▸ Document passage
┄┄┄┄┄┄┄┄┄┄┄┄┄┄┄┄┄┄┄┄

AUKUS: The Driving Force Behind Nuclear Propulsion in the Pacific
Has Australia taken over as the preferred U.S. ally in the Pacific?
In its first comment on the new AUKUS partnership, The Economist said it represents the shifting of geopolitical tectonic plates. The defence implications for Australia and the regional and global geopolitical ramifications have been extensively covered by many security analysts and will continue to preoccupy them for some time yet. This article has the more modest aim of situating AUKUS in the plethora of groupings jostling to manage regional affairs.
The events of World War II forced home the recognition for Australia and New Zealand that the sun was about to set on the British Empire. Britain would steadily retreat inwards and could no longer ensure their security by dominating the seas around them. ANZUS embedded deepening military ties and arrangements between the three partner countries until the mid-1980s when, forced by Washington to choose between anti-nuclear sentiments and the reality of an alliance that had nuclear deterrence at its core, Wellington reluctantly parted company. That drew Australia into an even tighter military embrace of the US.
AUKUS is both a strategic bet on a fundamental reorientation of American attention and resources from the North Atlantic to the Indo-Pacific as the emerging theatre of geopolitical contest and a step-change in Australia’s military capability to bolster the other two allies’ military footprints in the region. It creates a new subgroup within the Five Eyes arrangement on intelligence sharing, elevating Australia above Canada and New Zealand as a privileged defence ally of the US and the UK.
AUKUS is both an acknowledgment of and a concession to the loss of US strategic primacy. It also relocates post-Brexit ‘Global Britain’ in the Indo-Pacific. Former Australian foreign minister Alexander Downer writes that the Anglo-American decision to help Australia develop nuclear-powered submarines is a substantial contribution ‘to the stability of a balanced Indo-Pacific region’.

┄┄┄┄┄┄┄┄┄┄┄┄┄┄┄┄┄┄┄┄

▸ Data extract
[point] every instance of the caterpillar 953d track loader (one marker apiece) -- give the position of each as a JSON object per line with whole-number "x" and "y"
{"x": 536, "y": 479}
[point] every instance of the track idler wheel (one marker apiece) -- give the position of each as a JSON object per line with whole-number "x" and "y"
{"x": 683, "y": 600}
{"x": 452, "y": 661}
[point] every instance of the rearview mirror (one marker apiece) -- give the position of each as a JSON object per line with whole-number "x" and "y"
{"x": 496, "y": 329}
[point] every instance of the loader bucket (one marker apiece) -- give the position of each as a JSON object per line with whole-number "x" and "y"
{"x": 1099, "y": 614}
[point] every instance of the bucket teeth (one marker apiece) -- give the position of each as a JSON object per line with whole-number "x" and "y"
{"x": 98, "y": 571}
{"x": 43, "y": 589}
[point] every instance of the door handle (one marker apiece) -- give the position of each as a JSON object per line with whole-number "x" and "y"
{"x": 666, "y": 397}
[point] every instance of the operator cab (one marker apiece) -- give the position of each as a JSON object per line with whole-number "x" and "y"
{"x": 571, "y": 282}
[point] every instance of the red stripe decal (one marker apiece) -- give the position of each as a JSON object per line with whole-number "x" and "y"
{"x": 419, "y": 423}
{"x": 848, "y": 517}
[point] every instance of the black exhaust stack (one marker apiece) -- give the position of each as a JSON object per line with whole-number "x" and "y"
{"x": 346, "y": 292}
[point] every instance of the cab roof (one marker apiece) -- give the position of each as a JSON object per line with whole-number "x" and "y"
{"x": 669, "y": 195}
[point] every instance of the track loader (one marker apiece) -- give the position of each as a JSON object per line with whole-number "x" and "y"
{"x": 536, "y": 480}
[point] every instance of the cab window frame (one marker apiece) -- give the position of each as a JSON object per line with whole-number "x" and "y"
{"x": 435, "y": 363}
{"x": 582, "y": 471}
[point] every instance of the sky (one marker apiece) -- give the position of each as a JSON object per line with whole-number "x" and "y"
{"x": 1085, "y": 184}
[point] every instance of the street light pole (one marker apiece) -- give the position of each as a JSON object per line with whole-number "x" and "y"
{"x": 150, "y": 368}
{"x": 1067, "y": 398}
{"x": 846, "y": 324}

┄┄┄┄┄┄┄┄┄┄┄┄┄┄┄┄┄┄┄┄

▸ Task to carry out
Answer these questions from the AUKUS article:
1. Which capital reluctantly parted company with ANZUS in the mid-1980s?
2. AUKUS creates a new subgroup within which intelligence-sharing arrangement?
3. Which former Australian foreign minister is quoted on the decision to help Australia develop nuclear-powered submarines?
The items come from a separate source unrelated to the article.

▸ Written answer
1. Wellington
2. The Five Eyes arrangement
3. Alexander Downer